• _Tugas Singkat a_
Salin ulang baris-baris daftar, mulai dari baris yang memuat "like [635, 202]." sampai baris terakhir daftar, dengan kedua ujungnya ikut disalin.
*** Kutipan Sumber ***
Memang benar bahwa agama adalah sebuah cara yang pada akhirnya menjadi sumber kepatuhan dan penerimaan, dan bukan pada sesuatu yang patut untuk dipertanyakan. Namun bagaimanapun juga, persepsi yang benar tentang agama tidak akan pernah bertentangan dengan kondisi pikiran manusia, karena fakta bahwa baik agama maupun pikiran, keduanya berasal dari Tuhan. Oleh karena itu, agama yang benar akan menerima informasi tentang alam semesta yang datang melalui pertanyaan intelektual sebagai cara untuk memperoleh pengetahuan tentang Tuhan; sehingga konsekuensi dari hal ini adalah hubungan antara pikiran dengan hati. Agama yang benar akan menutrisi hati sedemikian rupa, sehingga cinta yang memancar di dalamnya akan memberikan momentum bagi investigasi dari pikiran, memungkinkan pengetahuan yang lebih besar tentang Tuhan diperoleh, yang pada akhirnya akan meningkatkan rasa cinta pada Tuhan, dan dengan demikian, menghubungkan hati pada pikiran. Tidak adanya hubungan siklus sejati antara pikiran dan hati inilah yang menghasilkan pikiran tak terkontrol, tidak terdidik, dan suka mengidolakan diri sendiri sehingga mendorong ego menciptakan lingkaran buruk di mana ego akan menjadi pendorong bagi pikiran. Oleh karena itu, pertanyaannya adalah “Bagaimana seseorang dapat mencapai kesatuan antara pikiran dan hati sehingga pendidikan bagi orang-orang yang bertalenta khusus akan menjadikan mereka menjadi manusia-manusia berkhidmah yang rendah hati kepada masyarakat dan kepada Tuhan?”
***
• _Tugas Singkat b_
Menurut kutipan tentang agama dan pikiran, mengapa persepsi yang benar tentang agama tidak akan pernah bertentangan dengan pikiran manusia?
*** Datanya ***
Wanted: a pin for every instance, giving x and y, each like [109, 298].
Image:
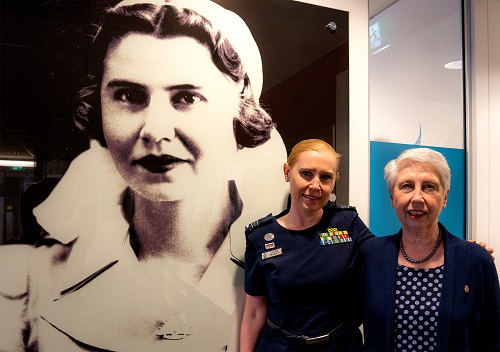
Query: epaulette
[343, 207]
[257, 223]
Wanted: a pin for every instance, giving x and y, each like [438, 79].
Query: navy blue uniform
[310, 278]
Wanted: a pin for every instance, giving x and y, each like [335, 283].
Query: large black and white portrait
[174, 118]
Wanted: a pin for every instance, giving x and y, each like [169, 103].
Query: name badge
[273, 253]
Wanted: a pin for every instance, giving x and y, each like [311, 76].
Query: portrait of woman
[145, 231]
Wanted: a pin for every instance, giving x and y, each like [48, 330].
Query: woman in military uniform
[301, 266]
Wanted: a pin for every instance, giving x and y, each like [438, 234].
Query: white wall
[484, 124]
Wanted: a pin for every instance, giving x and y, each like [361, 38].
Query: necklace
[420, 260]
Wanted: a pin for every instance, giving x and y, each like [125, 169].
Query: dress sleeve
[490, 321]
[254, 275]
[13, 295]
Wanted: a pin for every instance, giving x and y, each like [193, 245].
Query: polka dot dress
[418, 292]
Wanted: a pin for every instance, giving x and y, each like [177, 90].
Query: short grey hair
[418, 155]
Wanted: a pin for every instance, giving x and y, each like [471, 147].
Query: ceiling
[44, 45]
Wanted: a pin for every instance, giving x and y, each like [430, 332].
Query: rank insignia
[270, 245]
[334, 236]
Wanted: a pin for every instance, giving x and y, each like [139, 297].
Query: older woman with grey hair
[441, 293]
[145, 228]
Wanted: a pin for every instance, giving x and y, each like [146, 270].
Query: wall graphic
[144, 234]
[415, 101]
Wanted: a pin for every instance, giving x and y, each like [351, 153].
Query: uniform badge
[334, 236]
[274, 253]
[269, 236]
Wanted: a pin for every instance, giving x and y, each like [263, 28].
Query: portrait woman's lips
[159, 164]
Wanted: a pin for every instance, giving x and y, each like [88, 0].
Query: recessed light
[454, 65]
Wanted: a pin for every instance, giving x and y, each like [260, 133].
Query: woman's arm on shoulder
[254, 318]
[14, 261]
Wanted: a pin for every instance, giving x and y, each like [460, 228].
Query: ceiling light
[379, 50]
[454, 65]
[17, 163]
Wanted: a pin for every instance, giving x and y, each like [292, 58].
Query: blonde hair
[308, 145]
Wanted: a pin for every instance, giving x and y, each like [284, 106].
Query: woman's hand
[254, 318]
[484, 245]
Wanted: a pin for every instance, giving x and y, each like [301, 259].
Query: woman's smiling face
[312, 178]
[167, 115]
[418, 195]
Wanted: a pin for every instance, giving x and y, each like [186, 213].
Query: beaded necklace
[420, 260]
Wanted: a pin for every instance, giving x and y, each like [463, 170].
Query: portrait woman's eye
[306, 174]
[406, 186]
[185, 99]
[131, 96]
[326, 177]
[429, 187]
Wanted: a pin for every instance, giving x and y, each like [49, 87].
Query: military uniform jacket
[310, 277]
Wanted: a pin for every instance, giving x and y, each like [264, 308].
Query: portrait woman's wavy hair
[252, 126]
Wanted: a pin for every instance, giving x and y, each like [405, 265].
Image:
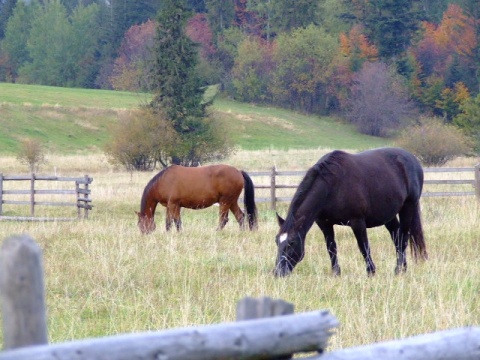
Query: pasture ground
[103, 277]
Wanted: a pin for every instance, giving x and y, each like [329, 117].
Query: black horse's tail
[417, 242]
[249, 201]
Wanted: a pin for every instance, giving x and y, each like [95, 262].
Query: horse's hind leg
[238, 213]
[400, 242]
[223, 215]
[329, 235]
[173, 213]
[360, 230]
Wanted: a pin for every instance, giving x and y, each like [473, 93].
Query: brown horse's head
[145, 224]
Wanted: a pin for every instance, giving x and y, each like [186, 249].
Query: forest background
[402, 58]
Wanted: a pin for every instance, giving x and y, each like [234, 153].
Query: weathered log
[22, 289]
[455, 344]
[250, 339]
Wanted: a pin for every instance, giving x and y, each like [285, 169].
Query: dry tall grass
[103, 277]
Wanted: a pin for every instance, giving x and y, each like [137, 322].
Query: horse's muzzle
[283, 268]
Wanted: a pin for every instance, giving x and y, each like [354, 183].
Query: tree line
[376, 63]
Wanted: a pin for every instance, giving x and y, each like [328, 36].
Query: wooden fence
[81, 191]
[271, 181]
[266, 329]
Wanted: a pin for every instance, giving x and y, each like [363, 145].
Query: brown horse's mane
[147, 189]
[325, 167]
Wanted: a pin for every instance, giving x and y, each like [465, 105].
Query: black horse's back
[372, 188]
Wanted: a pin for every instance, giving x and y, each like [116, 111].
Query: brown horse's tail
[417, 242]
[249, 201]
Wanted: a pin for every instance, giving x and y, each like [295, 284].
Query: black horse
[361, 190]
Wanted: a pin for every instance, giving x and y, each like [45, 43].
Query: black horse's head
[290, 243]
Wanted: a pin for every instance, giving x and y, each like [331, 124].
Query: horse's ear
[280, 220]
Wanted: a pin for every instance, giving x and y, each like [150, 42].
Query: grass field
[103, 277]
[70, 121]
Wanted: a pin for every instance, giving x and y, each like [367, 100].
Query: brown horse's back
[199, 187]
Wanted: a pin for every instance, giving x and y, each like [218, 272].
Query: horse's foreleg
[168, 221]
[173, 214]
[360, 230]
[393, 227]
[406, 218]
[329, 235]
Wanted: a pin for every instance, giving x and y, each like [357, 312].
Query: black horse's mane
[147, 189]
[328, 165]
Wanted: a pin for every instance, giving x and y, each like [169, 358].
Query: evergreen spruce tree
[178, 93]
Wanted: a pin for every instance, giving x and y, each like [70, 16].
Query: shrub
[434, 142]
[137, 139]
[31, 153]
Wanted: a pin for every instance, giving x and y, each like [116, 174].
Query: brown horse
[197, 188]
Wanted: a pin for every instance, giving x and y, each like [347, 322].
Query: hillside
[76, 120]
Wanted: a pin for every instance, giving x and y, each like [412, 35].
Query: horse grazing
[364, 190]
[197, 188]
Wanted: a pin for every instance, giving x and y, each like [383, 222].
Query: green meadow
[103, 277]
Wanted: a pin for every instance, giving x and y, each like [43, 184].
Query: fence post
[22, 292]
[273, 187]
[1, 194]
[32, 195]
[250, 308]
[86, 208]
[477, 181]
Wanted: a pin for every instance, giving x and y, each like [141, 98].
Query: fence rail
[273, 184]
[81, 191]
[265, 329]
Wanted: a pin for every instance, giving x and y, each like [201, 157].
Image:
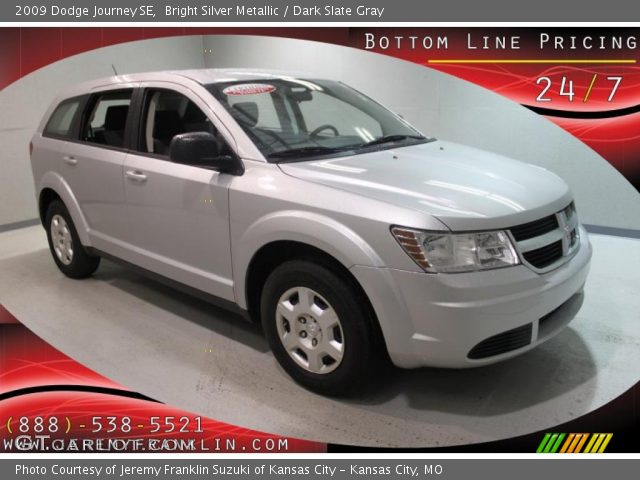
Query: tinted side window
[167, 114]
[62, 120]
[105, 123]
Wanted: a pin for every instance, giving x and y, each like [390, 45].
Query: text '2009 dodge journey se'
[311, 208]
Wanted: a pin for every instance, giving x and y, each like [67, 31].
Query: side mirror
[201, 149]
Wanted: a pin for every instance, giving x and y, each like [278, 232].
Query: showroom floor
[187, 353]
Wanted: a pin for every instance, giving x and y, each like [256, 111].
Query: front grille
[549, 242]
[535, 228]
[544, 256]
[502, 343]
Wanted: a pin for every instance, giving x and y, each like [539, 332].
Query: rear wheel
[70, 256]
[319, 328]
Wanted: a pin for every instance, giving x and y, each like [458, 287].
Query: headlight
[467, 252]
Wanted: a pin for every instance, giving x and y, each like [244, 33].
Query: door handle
[136, 175]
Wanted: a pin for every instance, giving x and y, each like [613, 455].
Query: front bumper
[468, 319]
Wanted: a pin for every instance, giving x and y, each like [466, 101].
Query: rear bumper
[473, 319]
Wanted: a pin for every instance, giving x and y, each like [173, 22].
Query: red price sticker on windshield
[249, 89]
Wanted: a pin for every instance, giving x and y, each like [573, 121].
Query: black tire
[82, 264]
[361, 355]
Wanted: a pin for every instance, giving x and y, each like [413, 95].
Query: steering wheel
[321, 128]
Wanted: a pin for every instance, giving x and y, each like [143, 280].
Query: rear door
[92, 165]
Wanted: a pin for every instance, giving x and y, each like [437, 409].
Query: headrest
[167, 124]
[116, 117]
[248, 112]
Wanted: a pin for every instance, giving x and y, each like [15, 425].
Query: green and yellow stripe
[574, 443]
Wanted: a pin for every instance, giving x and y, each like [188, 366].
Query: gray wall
[23, 103]
[451, 109]
[436, 103]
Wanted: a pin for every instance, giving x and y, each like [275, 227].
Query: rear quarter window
[62, 121]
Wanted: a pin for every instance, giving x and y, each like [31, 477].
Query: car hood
[463, 187]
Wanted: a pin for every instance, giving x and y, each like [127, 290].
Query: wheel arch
[53, 187]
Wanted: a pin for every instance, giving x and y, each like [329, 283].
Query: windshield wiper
[390, 139]
[307, 151]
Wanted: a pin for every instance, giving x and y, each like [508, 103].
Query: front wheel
[70, 256]
[319, 328]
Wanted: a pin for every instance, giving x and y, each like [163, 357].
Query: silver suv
[310, 208]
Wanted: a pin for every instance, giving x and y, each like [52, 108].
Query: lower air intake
[502, 343]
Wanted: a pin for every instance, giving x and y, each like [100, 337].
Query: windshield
[293, 119]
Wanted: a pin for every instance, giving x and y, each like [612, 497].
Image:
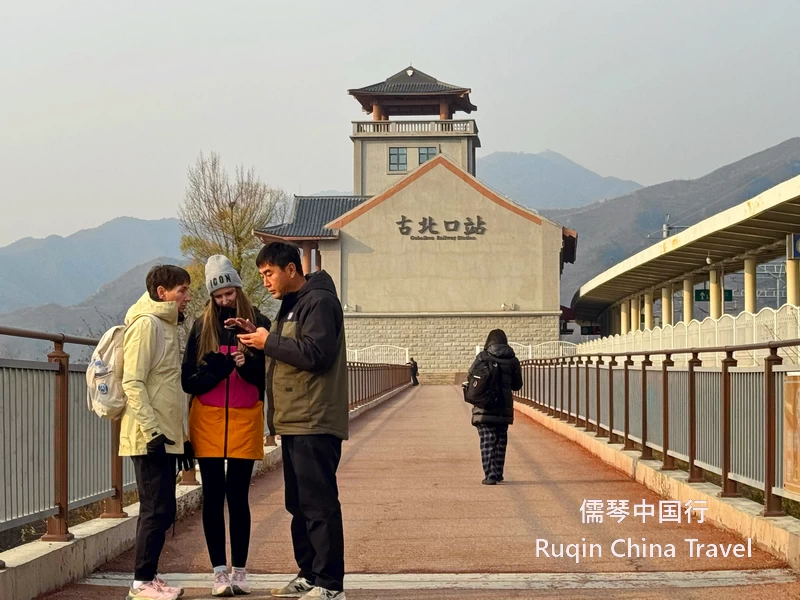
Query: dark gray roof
[311, 213]
[415, 83]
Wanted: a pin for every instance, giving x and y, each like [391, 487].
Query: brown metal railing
[57, 529]
[366, 383]
[544, 388]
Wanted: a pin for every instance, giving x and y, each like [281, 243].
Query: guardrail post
[578, 419]
[562, 391]
[57, 529]
[599, 428]
[627, 397]
[612, 437]
[668, 462]
[588, 392]
[695, 473]
[570, 418]
[772, 502]
[729, 487]
[647, 452]
[113, 505]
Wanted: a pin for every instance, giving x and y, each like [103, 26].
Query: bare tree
[219, 215]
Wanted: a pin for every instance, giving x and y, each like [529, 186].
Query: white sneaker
[294, 589]
[323, 594]
[239, 582]
[222, 585]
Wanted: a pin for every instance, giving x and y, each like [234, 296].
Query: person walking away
[226, 419]
[307, 386]
[152, 432]
[414, 371]
[492, 421]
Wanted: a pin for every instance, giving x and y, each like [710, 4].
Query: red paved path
[413, 503]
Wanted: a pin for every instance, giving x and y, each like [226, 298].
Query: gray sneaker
[319, 593]
[296, 588]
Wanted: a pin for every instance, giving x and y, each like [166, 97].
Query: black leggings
[235, 485]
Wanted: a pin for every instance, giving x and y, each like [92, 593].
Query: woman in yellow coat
[226, 419]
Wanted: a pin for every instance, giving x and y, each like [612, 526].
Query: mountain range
[83, 283]
[68, 269]
[547, 180]
[89, 318]
[612, 230]
[541, 181]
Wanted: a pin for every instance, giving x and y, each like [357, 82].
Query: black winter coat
[501, 413]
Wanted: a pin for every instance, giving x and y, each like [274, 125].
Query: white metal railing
[745, 328]
[438, 127]
[543, 350]
[381, 354]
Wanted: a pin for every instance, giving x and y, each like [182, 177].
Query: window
[425, 154]
[398, 159]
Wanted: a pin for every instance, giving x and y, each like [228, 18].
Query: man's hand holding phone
[240, 325]
[257, 339]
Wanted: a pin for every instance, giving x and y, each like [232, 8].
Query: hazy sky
[104, 105]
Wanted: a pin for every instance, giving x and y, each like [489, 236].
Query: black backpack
[483, 383]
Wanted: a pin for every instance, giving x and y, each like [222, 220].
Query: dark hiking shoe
[296, 588]
[319, 593]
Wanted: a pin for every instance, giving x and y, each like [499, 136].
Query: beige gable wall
[515, 262]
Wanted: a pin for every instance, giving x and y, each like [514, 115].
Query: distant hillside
[89, 318]
[611, 231]
[547, 180]
[67, 269]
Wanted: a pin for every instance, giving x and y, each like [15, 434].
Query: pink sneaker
[151, 590]
[167, 587]
[222, 585]
[239, 582]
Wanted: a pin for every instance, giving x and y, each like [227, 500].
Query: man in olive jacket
[307, 392]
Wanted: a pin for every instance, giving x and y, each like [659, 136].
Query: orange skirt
[245, 430]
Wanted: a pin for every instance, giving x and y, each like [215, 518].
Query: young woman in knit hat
[226, 418]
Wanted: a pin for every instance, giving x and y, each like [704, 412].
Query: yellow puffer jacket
[155, 400]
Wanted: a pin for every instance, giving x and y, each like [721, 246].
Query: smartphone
[233, 326]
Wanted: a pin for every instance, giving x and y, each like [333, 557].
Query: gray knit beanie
[221, 274]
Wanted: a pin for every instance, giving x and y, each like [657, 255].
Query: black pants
[155, 480]
[235, 486]
[494, 440]
[312, 498]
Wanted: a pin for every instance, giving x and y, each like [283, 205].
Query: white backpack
[104, 393]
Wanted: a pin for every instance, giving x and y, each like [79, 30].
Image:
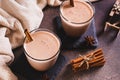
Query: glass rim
[53, 34]
[78, 22]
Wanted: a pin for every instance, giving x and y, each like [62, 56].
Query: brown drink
[75, 20]
[43, 51]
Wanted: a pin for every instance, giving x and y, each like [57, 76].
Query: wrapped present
[114, 17]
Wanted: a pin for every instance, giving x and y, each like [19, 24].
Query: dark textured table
[109, 44]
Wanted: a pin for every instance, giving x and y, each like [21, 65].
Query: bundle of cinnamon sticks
[92, 59]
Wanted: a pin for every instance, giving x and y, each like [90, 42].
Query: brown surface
[111, 48]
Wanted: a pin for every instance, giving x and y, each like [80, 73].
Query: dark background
[107, 41]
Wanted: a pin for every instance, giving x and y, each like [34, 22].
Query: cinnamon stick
[94, 59]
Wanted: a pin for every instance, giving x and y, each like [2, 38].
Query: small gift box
[113, 21]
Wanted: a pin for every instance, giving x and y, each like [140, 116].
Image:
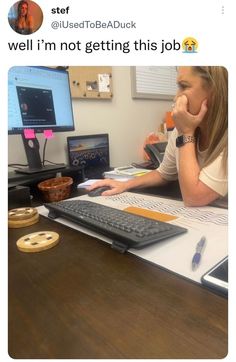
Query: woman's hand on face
[186, 122]
[116, 187]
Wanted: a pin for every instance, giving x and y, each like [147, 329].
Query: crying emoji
[189, 45]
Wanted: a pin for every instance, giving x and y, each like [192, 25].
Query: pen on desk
[198, 253]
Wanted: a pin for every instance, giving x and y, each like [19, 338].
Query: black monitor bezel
[81, 137]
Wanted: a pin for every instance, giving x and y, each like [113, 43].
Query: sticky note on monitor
[48, 133]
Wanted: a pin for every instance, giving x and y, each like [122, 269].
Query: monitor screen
[91, 152]
[39, 98]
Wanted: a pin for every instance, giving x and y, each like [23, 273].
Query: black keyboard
[125, 229]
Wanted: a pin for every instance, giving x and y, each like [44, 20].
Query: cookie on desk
[38, 241]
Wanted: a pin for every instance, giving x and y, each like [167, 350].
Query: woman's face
[192, 86]
[23, 9]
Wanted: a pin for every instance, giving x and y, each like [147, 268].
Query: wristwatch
[181, 140]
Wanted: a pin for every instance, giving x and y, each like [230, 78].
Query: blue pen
[198, 253]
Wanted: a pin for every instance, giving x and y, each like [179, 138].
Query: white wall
[127, 121]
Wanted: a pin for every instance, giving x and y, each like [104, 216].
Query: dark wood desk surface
[82, 299]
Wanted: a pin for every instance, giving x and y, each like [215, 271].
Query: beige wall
[127, 121]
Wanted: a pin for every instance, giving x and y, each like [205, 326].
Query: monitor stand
[31, 146]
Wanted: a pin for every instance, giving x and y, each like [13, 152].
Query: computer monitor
[39, 99]
[91, 152]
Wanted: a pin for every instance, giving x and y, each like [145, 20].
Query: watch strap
[182, 140]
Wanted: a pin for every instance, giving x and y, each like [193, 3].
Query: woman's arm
[152, 178]
[194, 191]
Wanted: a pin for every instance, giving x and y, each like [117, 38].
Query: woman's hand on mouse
[186, 122]
[116, 187]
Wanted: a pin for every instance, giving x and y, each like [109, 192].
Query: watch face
[179, 141]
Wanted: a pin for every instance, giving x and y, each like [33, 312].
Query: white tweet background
[209, 21]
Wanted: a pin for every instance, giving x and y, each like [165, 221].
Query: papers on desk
[174, 254]
[87, 183]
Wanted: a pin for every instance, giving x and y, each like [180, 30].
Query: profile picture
[25, 17]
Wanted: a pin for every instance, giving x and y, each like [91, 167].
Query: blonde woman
[197, 150]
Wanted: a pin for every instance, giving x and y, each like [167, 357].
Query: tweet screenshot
[117, 227]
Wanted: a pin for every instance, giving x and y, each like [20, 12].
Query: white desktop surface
[174, 254]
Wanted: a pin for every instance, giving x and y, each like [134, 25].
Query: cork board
[90, 82]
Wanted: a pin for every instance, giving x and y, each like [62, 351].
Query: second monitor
[91, 152]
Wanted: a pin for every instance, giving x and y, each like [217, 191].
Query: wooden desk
[82, 299]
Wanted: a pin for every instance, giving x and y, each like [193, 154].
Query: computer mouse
[98, 191]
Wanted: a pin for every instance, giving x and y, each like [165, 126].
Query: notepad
[159, 216]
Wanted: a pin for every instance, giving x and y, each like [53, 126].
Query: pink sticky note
[48, 133]
[29, 133]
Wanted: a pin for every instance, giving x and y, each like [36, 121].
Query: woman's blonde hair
[216, 80]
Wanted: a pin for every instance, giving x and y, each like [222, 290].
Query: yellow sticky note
[155, 215]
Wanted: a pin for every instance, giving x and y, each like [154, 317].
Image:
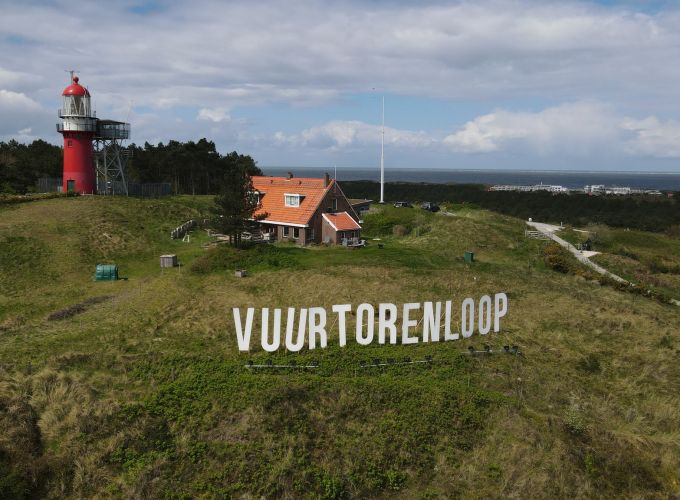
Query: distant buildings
[593, 190]
[537, 187]
[598, 189]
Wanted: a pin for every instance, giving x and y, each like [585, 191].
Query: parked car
[432, 207]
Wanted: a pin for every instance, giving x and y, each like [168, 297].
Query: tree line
[648, 213]
[190, 167]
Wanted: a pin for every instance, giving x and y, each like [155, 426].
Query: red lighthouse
[78, 127]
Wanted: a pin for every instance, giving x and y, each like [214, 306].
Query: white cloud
[214, 115]
[337, 135]
[196, 62]
[652, 137]
[17, 101]
[580, 128]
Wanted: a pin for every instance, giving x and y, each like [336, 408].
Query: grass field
[650, 260]
[146, 394]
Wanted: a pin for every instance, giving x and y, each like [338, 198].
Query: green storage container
[106, 272]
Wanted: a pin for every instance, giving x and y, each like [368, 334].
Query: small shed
[169, 260]
[106, 272]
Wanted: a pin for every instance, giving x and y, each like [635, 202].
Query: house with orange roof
[305, 210]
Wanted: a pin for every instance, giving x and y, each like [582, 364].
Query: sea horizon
[573, 179]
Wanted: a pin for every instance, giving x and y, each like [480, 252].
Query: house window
[292, 200]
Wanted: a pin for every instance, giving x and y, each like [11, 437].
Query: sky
[516, 84]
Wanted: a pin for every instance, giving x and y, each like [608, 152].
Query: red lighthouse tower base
[78, 163]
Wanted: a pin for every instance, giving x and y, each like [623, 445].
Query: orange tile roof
[273, 189]
[342, 221]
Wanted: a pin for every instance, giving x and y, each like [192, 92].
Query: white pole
[382, 158]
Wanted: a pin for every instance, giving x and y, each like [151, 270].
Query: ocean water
[569, 179]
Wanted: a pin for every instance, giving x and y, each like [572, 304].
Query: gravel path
[549, 230]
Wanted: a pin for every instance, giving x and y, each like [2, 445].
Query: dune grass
[146, 394]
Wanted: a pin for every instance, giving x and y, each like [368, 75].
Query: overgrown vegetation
[146, 394]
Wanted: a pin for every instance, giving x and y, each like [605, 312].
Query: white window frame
[288, 200]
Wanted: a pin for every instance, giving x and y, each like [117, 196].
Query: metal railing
[89, 126]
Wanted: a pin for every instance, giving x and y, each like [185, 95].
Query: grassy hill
[146, 394]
***
• _Jawaban a_
Wanted: a pin for every instance, giving x and y, each like [635, 202].
Query: house with orange roof
[305, 210]
Wanted: a pin for every instance, giving x and y, each like [582, 364].
Query: sea horizon
[573, 179]
Wanted: a pin for every instance, giving x and y, each like [480, 252].
Query: house window
[292, 200]
Wanted: a pin for every instance, giving x and y, each like [11, 437].
Query: sky
[516, 84]
Wanted: a pin for every instance, giving x and y, each like [608, 152].
Query: red lighthouse tower base
[78, 163]
Wanted: a pin for every instance, giving x and y, each like [623, 445].
Query: orange tile roof
[273, 189]
[342, 221]
Wanted: a pin for every instance, giving x and y, each like [192, 92].
Query: white pole
[382, 158]
Wanted: a pin for every instance, giving x and y, each like [151, 270].
Query: ocean water
[569, 179]
Wanted: a pin for every instance, giving x and y, each like [572, 304].
Query: gravel path
[549, 230]
Wanted: a pin for every instance, giving x and y, each like [2, 445].
Query: dune grass
[146, 394]
Wanted: a pin for every instance, giving x and y, each like [368, 75].
Query: overgrown vegetation
[146, 394]
Wanted: a pin for every instance, giving x and y, each like [605, 312].
Query: white window frame
[288, 200]
Wanted: a pin for every instance, giving x and y, each like [117, 196].
Query: metal railing
[89, 126]
Wanted: a pin for every instance, giving x and y, each like [185, 95].
Query: grassy hill
[146, 394]

• _Jawaban b_
Karena agama dan pikiran sama-sama berasal dari Tuhan.